Where a line in the entries below contains the word "should", it counts; give the total by itself.

Working data
# # # # #
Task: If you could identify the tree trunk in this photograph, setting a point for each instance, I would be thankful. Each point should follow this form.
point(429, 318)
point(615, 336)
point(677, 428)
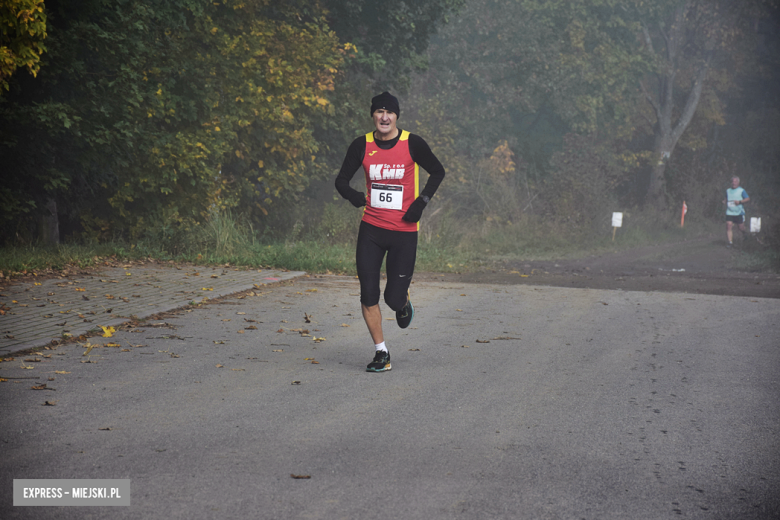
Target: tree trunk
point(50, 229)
# # # # #
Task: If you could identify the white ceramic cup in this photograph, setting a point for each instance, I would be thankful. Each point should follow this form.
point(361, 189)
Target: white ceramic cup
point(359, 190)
# # # # #
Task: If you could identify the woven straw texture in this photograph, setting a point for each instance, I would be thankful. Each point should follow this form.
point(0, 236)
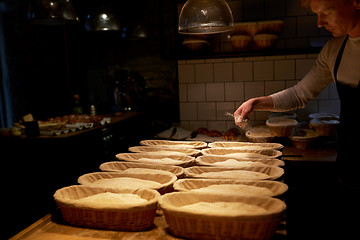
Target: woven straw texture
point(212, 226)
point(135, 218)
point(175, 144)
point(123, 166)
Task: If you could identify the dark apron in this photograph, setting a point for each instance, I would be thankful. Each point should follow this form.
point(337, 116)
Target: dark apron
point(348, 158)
# # # # #
Answer for the task
4